Records for processing: Begin

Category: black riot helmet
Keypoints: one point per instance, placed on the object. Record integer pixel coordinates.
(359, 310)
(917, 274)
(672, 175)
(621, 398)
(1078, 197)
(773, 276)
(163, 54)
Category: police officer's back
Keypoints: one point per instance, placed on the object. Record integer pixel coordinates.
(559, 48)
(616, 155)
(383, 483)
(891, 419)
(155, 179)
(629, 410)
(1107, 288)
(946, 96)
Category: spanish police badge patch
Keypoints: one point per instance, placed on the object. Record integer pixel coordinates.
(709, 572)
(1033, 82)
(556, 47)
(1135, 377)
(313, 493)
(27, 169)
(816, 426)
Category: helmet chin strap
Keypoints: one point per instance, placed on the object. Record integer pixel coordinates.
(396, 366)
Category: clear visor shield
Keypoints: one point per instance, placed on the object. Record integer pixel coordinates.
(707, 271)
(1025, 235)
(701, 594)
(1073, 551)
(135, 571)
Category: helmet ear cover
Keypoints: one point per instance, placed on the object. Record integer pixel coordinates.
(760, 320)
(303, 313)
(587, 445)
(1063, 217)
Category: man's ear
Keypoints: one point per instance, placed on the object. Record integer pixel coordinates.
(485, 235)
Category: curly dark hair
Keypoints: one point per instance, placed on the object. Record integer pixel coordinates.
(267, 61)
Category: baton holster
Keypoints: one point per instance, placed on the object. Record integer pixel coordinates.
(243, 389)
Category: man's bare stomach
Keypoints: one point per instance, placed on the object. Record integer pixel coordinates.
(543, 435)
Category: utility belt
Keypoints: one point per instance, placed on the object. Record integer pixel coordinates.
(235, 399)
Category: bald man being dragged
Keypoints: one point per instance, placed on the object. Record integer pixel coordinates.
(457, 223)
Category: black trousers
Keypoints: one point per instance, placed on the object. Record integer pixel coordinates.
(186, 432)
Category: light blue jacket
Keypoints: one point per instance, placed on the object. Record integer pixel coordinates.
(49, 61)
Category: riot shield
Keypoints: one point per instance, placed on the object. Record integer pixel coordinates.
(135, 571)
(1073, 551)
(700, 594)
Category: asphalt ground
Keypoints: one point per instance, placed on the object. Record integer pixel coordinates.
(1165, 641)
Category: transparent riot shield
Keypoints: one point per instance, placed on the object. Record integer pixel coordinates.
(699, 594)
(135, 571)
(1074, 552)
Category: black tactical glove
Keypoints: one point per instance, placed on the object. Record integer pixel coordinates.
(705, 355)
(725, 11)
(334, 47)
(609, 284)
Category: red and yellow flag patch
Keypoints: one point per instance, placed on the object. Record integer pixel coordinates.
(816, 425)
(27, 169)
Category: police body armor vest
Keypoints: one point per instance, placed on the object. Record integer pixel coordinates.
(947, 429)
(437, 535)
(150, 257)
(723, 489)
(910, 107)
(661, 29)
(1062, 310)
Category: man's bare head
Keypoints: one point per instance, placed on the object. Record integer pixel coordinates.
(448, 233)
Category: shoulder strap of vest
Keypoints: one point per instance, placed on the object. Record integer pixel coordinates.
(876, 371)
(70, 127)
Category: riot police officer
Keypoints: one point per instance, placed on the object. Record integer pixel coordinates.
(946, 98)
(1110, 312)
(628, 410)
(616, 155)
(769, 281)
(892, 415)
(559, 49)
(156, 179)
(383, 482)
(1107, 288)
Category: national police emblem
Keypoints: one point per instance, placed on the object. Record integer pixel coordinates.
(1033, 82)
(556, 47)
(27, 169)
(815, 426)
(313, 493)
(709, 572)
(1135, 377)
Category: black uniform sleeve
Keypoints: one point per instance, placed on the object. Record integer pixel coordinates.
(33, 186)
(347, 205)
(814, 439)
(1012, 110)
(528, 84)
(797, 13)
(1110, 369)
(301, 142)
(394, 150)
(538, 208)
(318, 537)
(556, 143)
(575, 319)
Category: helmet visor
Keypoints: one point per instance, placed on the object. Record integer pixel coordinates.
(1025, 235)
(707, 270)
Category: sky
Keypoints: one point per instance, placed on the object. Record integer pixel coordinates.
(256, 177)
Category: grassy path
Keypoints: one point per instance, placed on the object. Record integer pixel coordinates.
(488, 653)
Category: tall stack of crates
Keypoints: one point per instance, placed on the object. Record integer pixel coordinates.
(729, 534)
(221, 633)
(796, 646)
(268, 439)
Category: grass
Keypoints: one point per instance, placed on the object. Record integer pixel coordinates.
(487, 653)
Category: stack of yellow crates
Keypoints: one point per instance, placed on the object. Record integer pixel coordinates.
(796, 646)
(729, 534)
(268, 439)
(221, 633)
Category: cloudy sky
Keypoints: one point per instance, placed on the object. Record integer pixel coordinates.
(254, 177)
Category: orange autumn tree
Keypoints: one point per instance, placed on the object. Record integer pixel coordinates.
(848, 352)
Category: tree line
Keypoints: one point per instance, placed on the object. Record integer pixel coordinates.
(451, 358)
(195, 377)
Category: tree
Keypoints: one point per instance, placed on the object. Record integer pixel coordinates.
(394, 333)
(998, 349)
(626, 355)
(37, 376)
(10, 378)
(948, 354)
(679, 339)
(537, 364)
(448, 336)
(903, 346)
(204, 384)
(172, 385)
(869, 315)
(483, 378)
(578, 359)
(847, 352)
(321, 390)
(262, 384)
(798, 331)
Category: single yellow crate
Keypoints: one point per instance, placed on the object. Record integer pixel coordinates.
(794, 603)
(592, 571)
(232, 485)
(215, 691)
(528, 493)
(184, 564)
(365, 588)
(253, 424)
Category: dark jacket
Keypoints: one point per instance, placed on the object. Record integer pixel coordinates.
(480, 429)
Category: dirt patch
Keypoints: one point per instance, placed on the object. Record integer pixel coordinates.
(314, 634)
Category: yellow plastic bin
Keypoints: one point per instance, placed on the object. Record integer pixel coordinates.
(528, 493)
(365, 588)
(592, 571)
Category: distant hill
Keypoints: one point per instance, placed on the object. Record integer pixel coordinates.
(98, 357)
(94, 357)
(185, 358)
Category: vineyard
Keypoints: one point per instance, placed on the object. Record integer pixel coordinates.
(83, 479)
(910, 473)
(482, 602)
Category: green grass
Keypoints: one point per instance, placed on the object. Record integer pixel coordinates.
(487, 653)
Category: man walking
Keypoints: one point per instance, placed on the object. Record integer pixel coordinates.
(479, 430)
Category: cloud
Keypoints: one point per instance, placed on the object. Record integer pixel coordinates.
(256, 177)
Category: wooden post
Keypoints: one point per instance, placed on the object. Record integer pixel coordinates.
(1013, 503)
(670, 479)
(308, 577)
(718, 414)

Records for processing: End

▶ **What the task asks**
What is needed is how many lines of the listing include the string "police", given as a bare number.

▶ **Written answer**
5